→ **Work required**
Extract the lines of all the entries below word for word, leaving out the pictures.

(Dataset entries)
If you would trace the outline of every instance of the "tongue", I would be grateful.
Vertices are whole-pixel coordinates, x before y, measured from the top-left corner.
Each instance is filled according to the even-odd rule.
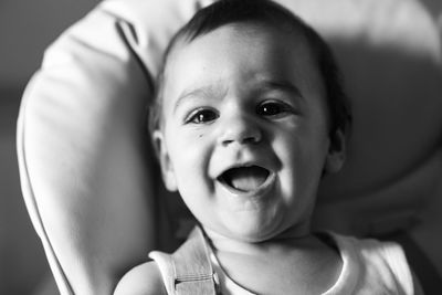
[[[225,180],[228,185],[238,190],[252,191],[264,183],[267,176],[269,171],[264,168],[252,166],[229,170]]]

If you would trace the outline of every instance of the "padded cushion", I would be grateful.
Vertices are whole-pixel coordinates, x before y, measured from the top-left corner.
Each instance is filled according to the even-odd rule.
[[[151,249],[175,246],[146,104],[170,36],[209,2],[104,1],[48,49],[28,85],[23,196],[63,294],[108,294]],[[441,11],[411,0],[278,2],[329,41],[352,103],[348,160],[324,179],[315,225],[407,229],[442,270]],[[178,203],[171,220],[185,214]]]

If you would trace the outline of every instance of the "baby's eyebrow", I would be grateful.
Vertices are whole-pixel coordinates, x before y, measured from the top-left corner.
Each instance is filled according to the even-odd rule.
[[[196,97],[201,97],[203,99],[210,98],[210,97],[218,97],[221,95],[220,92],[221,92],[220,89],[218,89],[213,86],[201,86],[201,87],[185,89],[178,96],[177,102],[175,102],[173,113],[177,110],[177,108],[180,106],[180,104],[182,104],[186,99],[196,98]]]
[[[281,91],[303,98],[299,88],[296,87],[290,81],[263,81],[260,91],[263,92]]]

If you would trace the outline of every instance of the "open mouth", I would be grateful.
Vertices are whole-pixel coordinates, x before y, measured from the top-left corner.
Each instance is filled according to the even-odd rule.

→ **Complete output**
If you would trace the outline of every instance of the "tongue", I would be grateful.
Vertices are whole-pixel coordinates, x before y, measured from the top-left corner.
Each instance is filled according to the even-odd rule.
[[[225,180],[228,185],[238,190],[252,191],[264,183],[267,176],[269,171],[264,168],[252,166],[229,170]]]

If you would trace the outline of every instance of the "padded cushion", I would be grateful.
Vertices are whole-pixel coordinates, x before y, measured from the top-left corner.
Each instance is filled according to the even-odd rule.
[[[151,249],[175,246],[146,104],[170,36],[209,2],[104,1],[48,49],[28,85],[23,196],[63,294],[108,294]],[[441,11],[411,0],[278,2],[329,41],[352,103],[348,160],[324,179],[315,225],[407,229],[442,270]],[[178,203],[171,220],[185,214]]]

If you would trace the outline of every instance of the "baby's eyebrow", I would be grateful.
Vertices are whole-pixel coordinates, x before y, measured from the top-left corner.
Each instance is filled according to the even-odd rule.
[[[196,97],[201,97],[203,99],[210,98],[210,97],[218,97],[221,95],[220,92],[221,92],[220,89],[218,89],[213,86],[201,86],[201,87],[185,89],[178,96],[177,102],[175,102],[173,113],[177,110],[177,108],[180,106],[180,104],[182,104],[186,99],[196,98]]]
[[[281,91],[303,98],[299,88],[296,87],[290,81],[263,81],[260,91],[263,92]]]

If you would trace the outline of every instance of the "open mouth", I would be grateful.
Vertices are whole-pixel coordinates, x before y, measured from the top-left corner.
Each instance is filled according to the even-odd rule.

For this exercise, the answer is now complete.